| Document excerpt |

------------

- Color of berry skin: Noir
- Species: Vitis vinifera
- Also called: See list of synonyms
- Origin: Italy
- VIVC number: 13018

= Vespolina =

Variety of grape

Vespolina is a red Italian wine grape variety that is planted in Piedmont around Gattinara and Ghemme. Ampelographer believe that the grape is most likely indigenous to this area of Piedmont and recent DNA profiling identified a parent-offspring relationship with Nebbiolo. Outside Piedmont it is found in the Lombardy region of Oltrepò Pavese where the grape is known as Ughetta. In Gattinara, Vespolina is sometimes blended with Nebbiolo and Bonarda Piemontese. Unlike the white Italian grape Vespaiolo, the root of the name Vespolina does not have a direct connection with vespe or wasp. However the true origins of the name are still unclear.

------------

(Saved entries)
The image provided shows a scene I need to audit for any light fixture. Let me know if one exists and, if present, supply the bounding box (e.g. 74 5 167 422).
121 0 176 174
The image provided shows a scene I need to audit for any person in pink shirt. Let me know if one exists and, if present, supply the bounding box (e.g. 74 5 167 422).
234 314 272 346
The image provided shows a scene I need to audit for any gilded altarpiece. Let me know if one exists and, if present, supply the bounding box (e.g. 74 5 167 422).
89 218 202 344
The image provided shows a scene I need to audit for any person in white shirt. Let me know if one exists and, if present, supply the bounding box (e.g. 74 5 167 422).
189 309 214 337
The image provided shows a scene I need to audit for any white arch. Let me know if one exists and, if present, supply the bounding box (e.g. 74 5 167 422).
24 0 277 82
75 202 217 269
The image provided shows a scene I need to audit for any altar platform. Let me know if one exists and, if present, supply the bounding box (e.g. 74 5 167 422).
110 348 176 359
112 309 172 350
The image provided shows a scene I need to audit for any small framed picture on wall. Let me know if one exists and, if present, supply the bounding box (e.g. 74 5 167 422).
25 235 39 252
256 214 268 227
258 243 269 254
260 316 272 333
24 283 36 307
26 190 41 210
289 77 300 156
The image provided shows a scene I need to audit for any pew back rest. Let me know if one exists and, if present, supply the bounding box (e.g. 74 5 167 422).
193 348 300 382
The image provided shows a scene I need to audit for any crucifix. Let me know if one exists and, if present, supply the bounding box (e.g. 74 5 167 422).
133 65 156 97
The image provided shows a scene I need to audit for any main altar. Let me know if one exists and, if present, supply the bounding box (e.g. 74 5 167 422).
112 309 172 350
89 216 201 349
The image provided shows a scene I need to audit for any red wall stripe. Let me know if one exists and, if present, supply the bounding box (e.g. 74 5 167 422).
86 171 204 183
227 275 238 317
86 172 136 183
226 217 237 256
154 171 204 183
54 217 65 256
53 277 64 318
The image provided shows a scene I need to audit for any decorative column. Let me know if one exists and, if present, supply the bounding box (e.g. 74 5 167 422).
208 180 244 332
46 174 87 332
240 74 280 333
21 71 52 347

------------

| To do |
a – Name every grape variety other than Vespolina that the Vespolina grape article mentions.
b – Please go on with the Vespolina grape article from the point where it stops.

| Responses to the exercise |
a – Nebbiolo, Bonarda Piemontese, Vespaiolo

b –
==Relationship to other grapes==
Through its parent-offspring relationship with Nebbiolo, Vespolina is a half-sibling of several Piemontese wine grape varieties including: Bubbierasco, Brugnola, Freisa, Nebbiolo rosé, Negretta, Neretto di Bairo and Rossola nera.

==Synonyms==
The grape Vespolina is known under a variety of synonyms. These include Balsamina, Canneta, Croattina, Guzetta, Guzitta, Guzzetta, Inzaga, Inzagre, Massana, Nespolina, Nespolino, Novarina, Solenga, Ughetta, Ughetta di Caneto, Ughetta di Canetto, Ughetta di Canneto, Ughetta di Fassolo, Ughetta di Solenga, Uva Cinerina, Uva Rara, Uvetta, Uvetto, Vespolino, Visparola and Vispavola.